----- Document segment -----

CAMBRIDGE — When drug giant Sanofi SA restructured its global business two years ago, its Genzyme division got a new name, Sanofi Genzyme, explicitly tying it to the French parent company. It also got new responsibilities and a larger “specialty care” portfolio covering everything from enzyme replacement to cancer and multiple sclerosis drugs.
Last week, Sanofi Genzyme — still the largest Massachusetts biotech, with about 5,000 workers — also got a new president, Bill Sibold. He’s the first one without any ties to the old Genzyme, an independent company that pioneered the rare-disease business model and catalyzed the local life sciences boom before accepting Sanofi’s $20.1 billion takeover offer in 2011.
Sibold, a 50-year-old Canadian native who played professional tennis briefly after college, previously worked for drug companies Eli Lilly & Co., Amgen Inc., and cross-town rival Biogen Inc. He describes his aim at Sanofi Genzyme succinctly: “We’re planning for growth.” And he cites “two things that are core to legacy Genzyme . . . science and patients.”
But his challenge won’t be the same as those faced by his predecessors, the legendary Henri Termeer, who built Genzyme into a biotech pillar during nearly three decades at the helm, and Termeer’s protege, David Meeker, who led the post-buyout transition. Sibold will be managing not only Sanofi’s fastest growing division — an expansion “engine” in the parlance of industry analysts — but also the expectations of its corporate overseers in Paris.
Sibold is quick to pay homage to Meeker, who hired and groomed him at Sanofi Genzyme, and Termeer, with whom he huddled last month about a week before Termeer’s sudden death. But he talks most enthusiastically about the strategy of his corporate boss, Sanofi’s new chief executive Olivier Brandicourt, who engineered the 2015 reorganization that shrank the sprawling Sanofi into five distinct “global business units” managing different sets of products.
“It’s been his vision,” Sibold said of Brandicourt, who significantly expanded the number of products and medical specialties under Genzyme’s umbrella. “One of the things Olivier believes is important is having focus. We’re a diversified human health care company. The whole idea is to be able to focus to be successful in each of these [therapeutic] areas.”
Sibold calls the division’s larger mission “a vote of confidence” from Sanofi.
Termeer, a towering figure in the biotech industry, set a high bar for any successor holding the top job at the company he built. Sibold was invited for a chat in the retired executive’s office on the Boston waterfront the week before his death. At that meeting, Termeer talked about the company’s history and exuded “pure passion to help patients, to solve a problem,” recalled Sibold, who never worked with Termeer. The two had planned to consult on an ongoing basis, he said.

----- Excerpted records -----

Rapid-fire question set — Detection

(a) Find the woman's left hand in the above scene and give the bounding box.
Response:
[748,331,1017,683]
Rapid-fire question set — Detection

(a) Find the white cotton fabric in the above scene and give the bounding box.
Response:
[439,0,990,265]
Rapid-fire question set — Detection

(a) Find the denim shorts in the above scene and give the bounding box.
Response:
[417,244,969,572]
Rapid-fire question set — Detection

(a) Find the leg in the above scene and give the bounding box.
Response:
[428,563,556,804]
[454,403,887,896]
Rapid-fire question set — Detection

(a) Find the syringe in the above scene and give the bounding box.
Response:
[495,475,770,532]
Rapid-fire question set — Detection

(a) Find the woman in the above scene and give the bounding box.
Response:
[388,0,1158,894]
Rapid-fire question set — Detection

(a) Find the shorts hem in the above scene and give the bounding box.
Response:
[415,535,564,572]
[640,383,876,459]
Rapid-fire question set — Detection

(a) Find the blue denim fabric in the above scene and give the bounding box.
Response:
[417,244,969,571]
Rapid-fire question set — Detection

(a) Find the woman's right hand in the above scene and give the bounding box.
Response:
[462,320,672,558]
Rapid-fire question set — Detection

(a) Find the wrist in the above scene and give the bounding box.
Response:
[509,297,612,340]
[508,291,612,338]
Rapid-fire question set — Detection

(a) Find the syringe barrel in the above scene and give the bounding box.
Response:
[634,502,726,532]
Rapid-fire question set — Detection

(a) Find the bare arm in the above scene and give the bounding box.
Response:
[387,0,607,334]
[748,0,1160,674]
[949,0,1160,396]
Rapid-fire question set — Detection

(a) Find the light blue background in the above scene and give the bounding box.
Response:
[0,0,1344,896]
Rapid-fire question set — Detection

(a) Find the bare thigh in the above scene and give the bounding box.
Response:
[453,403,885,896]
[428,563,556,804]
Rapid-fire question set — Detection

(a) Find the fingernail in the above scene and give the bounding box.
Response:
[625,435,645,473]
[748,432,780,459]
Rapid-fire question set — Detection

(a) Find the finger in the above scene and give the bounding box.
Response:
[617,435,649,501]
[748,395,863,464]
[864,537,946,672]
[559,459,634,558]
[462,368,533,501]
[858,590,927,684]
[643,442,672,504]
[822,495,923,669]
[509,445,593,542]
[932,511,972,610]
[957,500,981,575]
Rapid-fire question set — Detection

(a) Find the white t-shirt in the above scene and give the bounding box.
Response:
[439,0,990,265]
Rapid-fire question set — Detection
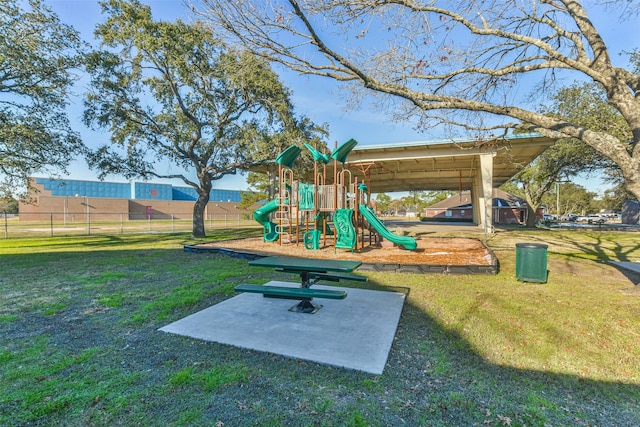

-----

_Task requirements_. Return, word for word, the passage of the Sanofi Genzyme article from "CAMBRIDGE — When" up to and including "offer in 2011.".

_Response box_.
CAMBRIDGE — When drug giant Sanofi SA restructured its global business two years ago, its Genzyme division got a new name, Sanofi Genzyme, explicitly tying it to the French parent company. It also got new responsibilities and a larger “specialty care” portfolio covering everything from enzyme replacement to cancer and multiple sclerosis drugs.
Last week, Sanofi Genzyme — still the largest Massachusetts biotech, with about 5,000 workers — also got a new president, Bill Sibold. He’s the first one without any ties to the old Genzyme, an independent company that pioneered the rare-disease business model and catalyzed the local life sciences boom before accepting Sanofi’s $20.1 billion takeover offer in 2011.